▶ What this exercise asks
a. For the passage on counterfeit goods, state whether each statement agrees with it, answering yes or no and quoting the deciding words: (i) Colombian authorities seized over 5 million fake and contraband drugs from 2012 to the middle of 2013; (ii) in the PwC survey, 13 percent of consumers in Britain admitted to purchasing counterfeit alcohol; (iii) the number of fake medicines seized in Germany in the first half of 2013 was 15 percent lower than in the first half of 2012.
b. According to the passage on counterfeit goods, what percentage of the drugs sold across Latin America does the United Nations Office on Drugs and Crime estimate are counterfeits?
c. Reproduce part of the passage on counterfeit goods word for word, beginning at the words "The United Nations" and stopping after the words "bought counterfeit clothing.".

Intelligence analysts state that cost of the counterfeit drugs being sold in Colombia was manufactured in Ecuador, Panama, Peru and Venezuela.
From 2012 to the middle of 2013, authorities in Colombia seized over 5 million fake and contraband drugs. These medicines included drugs past its expiration date, drugs that were falsely labeled, and other drugs filled with flour or cement.
The United Nations Office on Drugs and Crime estimates that 30 percent of the drugs sold across Latin America are counterfeits.
Source: Natalie Southwick, “Colombia Pharmaceutical Trafficking ‘Has 1,000% Profits Margins’,” Insight Crime, October 28, 2013.
A survey conducted by accounting company PwC fourd that 18 percent of consumers in Britain admitted to purchasing counterfeit alcohol. 16 percent reported purchasing counterfeit drugs such as Viagra and weight-loss pills. And 13 percent admitted to buying counterfeit cigarettes.
British consumers between the ages of 18 to 34 bought the most counterfeits, with 60 percent saying that they bought pirated movies and music and 55 percent have bought counterfeit clothing.
Source: Rebecca Smithers, “Surge in purchases of counterfeit goods,” Guardian, October 1, 2013.
In the first half of 2013, security officers in Germany seized 1.4 million counterfeit drugs. The number of fake medicines seized was 15 percent higher than the amount seized in the first half of 2012.

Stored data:
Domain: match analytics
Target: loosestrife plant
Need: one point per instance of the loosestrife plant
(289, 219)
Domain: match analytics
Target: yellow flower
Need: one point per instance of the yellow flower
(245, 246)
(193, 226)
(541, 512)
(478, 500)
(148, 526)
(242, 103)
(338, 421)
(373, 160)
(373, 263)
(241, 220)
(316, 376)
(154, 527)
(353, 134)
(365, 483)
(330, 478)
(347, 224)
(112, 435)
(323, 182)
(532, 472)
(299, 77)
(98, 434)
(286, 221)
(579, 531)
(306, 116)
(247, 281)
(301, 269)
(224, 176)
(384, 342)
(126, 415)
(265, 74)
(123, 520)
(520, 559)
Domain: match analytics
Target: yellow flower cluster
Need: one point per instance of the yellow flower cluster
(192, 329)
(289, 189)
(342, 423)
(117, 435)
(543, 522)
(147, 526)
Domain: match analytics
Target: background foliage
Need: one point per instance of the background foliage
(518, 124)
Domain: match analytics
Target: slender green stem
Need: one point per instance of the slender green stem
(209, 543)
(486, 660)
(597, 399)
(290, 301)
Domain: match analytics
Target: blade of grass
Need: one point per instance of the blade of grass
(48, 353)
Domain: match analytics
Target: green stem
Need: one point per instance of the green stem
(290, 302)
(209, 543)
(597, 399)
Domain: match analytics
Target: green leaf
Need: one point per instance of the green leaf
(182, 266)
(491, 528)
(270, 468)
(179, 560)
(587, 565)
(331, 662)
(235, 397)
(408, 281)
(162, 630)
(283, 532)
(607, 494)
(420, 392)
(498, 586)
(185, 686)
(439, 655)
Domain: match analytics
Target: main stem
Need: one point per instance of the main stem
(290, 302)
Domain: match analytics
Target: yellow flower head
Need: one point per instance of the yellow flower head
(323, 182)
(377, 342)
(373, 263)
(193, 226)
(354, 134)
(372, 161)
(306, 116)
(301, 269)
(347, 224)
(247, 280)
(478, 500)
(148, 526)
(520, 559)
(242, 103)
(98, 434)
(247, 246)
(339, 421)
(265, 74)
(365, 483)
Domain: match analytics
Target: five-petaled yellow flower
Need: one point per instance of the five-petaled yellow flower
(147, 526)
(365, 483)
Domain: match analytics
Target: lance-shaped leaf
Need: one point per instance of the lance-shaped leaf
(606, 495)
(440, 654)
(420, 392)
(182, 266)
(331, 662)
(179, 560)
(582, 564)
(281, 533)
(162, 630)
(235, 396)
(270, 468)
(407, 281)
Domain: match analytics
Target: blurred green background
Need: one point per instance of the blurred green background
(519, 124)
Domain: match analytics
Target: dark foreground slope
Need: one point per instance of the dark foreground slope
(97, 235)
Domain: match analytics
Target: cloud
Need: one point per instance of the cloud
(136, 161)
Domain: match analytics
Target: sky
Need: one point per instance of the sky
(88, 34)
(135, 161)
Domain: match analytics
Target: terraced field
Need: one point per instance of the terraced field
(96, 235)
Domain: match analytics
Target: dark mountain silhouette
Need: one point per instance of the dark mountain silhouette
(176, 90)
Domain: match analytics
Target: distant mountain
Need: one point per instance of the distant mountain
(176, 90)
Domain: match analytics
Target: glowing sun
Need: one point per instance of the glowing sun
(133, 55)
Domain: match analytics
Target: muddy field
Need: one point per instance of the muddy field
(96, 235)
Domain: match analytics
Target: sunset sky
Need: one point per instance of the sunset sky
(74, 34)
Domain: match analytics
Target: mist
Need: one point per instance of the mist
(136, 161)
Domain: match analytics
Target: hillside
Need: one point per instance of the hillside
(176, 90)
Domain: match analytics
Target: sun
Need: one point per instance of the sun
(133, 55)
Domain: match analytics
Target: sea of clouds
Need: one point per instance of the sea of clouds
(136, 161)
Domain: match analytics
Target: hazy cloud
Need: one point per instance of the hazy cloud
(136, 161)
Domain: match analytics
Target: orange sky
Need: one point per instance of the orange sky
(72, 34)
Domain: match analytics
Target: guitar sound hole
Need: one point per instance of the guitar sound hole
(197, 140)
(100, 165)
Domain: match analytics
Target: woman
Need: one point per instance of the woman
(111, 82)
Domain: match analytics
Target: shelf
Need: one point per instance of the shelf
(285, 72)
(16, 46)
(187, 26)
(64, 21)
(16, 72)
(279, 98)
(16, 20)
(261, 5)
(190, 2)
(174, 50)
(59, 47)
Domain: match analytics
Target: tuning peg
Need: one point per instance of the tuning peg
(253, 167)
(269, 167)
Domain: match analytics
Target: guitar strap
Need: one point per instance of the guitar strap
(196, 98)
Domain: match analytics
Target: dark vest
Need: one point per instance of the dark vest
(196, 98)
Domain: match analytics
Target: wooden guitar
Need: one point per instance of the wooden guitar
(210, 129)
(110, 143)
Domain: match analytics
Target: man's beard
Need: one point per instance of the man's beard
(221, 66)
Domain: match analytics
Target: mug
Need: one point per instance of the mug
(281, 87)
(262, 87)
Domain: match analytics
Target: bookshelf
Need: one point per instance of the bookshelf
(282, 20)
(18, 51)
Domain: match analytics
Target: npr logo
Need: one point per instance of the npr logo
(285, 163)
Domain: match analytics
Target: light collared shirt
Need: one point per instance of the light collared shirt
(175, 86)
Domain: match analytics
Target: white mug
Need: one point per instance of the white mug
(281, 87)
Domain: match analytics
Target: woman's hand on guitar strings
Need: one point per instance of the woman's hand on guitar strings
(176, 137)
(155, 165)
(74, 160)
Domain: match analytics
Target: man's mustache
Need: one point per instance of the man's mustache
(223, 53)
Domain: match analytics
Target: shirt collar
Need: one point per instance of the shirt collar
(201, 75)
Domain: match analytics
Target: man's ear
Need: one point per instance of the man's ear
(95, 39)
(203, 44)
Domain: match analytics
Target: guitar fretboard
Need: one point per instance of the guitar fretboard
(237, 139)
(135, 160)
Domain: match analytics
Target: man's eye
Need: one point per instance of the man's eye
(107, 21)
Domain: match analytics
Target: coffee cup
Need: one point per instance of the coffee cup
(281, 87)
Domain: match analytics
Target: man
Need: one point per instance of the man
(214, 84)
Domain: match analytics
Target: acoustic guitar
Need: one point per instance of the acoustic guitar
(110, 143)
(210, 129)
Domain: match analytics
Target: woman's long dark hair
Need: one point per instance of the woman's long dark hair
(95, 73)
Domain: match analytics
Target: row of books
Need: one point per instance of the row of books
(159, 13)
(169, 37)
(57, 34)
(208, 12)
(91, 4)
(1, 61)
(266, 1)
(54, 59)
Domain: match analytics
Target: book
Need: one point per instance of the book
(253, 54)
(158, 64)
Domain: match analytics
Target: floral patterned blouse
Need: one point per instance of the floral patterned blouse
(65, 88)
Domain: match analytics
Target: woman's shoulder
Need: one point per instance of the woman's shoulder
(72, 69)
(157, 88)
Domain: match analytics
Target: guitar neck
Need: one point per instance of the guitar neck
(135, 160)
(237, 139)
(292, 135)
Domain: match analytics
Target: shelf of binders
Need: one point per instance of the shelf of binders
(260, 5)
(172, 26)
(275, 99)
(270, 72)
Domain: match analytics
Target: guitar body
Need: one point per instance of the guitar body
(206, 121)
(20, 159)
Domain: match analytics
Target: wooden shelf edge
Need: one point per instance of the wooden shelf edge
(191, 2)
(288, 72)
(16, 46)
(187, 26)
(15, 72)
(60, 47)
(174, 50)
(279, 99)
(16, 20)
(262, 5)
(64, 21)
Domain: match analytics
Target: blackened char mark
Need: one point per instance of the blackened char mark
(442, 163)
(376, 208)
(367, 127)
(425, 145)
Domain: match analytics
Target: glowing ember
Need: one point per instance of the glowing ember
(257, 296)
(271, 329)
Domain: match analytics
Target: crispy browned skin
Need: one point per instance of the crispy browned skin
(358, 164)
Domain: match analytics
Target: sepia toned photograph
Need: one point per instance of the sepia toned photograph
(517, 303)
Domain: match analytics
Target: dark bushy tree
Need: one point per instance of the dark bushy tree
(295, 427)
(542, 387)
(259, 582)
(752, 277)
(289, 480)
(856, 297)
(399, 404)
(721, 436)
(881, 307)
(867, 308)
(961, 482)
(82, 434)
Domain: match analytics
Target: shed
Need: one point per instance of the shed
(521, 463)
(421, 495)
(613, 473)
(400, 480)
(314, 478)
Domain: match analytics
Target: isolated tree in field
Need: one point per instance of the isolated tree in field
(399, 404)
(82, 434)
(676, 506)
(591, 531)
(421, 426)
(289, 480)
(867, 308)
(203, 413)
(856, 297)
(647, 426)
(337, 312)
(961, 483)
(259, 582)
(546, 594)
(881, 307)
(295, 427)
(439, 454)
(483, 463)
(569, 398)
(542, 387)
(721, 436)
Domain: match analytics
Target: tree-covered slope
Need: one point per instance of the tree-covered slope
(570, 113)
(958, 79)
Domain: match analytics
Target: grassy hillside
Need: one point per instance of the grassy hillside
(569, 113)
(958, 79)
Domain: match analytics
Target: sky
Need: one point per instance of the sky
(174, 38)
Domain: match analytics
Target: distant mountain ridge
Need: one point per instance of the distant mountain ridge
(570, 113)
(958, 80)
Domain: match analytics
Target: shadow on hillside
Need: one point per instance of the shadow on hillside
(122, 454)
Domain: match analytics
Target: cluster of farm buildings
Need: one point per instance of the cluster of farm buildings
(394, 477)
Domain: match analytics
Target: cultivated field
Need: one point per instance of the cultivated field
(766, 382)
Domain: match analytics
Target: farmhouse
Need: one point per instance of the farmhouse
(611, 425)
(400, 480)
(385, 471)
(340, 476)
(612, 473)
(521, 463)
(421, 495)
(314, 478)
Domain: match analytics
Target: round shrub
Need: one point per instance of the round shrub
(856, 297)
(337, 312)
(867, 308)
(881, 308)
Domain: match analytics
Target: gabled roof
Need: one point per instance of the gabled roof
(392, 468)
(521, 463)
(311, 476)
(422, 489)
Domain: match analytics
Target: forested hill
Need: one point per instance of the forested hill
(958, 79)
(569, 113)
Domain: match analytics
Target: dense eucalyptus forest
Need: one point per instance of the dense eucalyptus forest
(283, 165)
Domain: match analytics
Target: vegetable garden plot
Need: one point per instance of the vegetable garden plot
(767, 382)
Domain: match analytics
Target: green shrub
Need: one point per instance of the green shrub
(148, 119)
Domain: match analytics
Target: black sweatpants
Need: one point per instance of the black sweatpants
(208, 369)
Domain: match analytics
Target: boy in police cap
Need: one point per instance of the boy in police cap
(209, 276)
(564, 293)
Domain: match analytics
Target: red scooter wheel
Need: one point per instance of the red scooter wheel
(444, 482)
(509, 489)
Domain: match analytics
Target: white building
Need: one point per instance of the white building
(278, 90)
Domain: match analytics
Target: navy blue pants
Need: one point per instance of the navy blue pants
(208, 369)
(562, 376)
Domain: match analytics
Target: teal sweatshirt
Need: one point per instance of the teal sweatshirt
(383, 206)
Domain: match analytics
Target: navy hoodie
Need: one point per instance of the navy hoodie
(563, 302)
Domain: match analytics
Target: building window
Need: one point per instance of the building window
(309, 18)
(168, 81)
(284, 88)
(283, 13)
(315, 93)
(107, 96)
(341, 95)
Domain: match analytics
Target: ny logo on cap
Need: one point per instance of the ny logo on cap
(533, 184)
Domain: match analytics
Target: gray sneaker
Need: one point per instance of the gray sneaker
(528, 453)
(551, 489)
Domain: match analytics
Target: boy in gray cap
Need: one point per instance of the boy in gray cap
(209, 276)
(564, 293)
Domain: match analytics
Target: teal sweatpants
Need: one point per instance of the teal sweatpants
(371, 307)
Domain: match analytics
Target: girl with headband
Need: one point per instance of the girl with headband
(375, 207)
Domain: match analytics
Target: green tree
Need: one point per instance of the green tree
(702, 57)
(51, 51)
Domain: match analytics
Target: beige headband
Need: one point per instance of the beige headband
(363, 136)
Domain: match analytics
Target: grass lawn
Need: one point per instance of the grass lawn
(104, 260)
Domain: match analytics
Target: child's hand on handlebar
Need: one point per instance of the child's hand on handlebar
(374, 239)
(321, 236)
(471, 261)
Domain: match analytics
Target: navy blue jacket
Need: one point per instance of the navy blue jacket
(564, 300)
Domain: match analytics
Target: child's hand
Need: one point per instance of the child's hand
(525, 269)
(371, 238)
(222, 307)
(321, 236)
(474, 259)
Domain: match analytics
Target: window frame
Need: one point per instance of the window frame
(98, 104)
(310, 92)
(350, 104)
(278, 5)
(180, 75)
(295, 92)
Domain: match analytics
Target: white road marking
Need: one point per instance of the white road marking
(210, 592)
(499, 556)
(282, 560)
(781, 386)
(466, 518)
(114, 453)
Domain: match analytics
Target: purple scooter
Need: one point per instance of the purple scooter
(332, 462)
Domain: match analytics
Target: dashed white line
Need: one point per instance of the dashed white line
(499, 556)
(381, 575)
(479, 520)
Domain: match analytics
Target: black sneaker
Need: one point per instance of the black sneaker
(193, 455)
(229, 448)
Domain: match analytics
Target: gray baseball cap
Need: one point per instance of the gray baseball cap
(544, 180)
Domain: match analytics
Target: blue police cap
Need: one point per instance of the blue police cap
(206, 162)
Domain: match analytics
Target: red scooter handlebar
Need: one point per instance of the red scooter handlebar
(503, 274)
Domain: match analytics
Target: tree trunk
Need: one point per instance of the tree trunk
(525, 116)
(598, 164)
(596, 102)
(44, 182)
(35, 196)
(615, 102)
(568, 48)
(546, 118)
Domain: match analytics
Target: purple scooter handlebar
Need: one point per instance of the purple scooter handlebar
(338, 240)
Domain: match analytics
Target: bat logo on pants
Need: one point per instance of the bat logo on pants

▶ Results in order
a.
(i) Yes: "From 2012 to the middle of 2013, authorities in Colombia seized over 5 million fake and contraband drugs."
(ii) No: "18 percent of consumers in Britain admitted to purchasing counterfeit alcohol"
(iii) No: "The number of fake medicines seized was 15 percent higher than the amount seized in the first half of 2012."

b. 30 percent.

c.
The United Nations Office on Drugs and Crime estimates that 30 percent of the drugs sold across Latin America are counterfeits.
Source: Natalie Southwick, “Colombia Pharmaceutical Trafficking ‘Has 1,000% Profits Margins’,” Insight Crime, October 28, 2013.
A survey conducted by accounting company PwC fourd that 18 percent of consumers in Britain admitted to purchasing counterfeit alcohol. 16 percent reported purchasing counterfeit drugs such as Viagra and weight-loss pills. And 13 percent admitted to buying counterfeit cigarettes.
British consumers between the ages of 18 to 34 bought the most counterfeits, with 60 percent saying that they bought pirated movies and music and 55 percent have bought counterfeit clothing.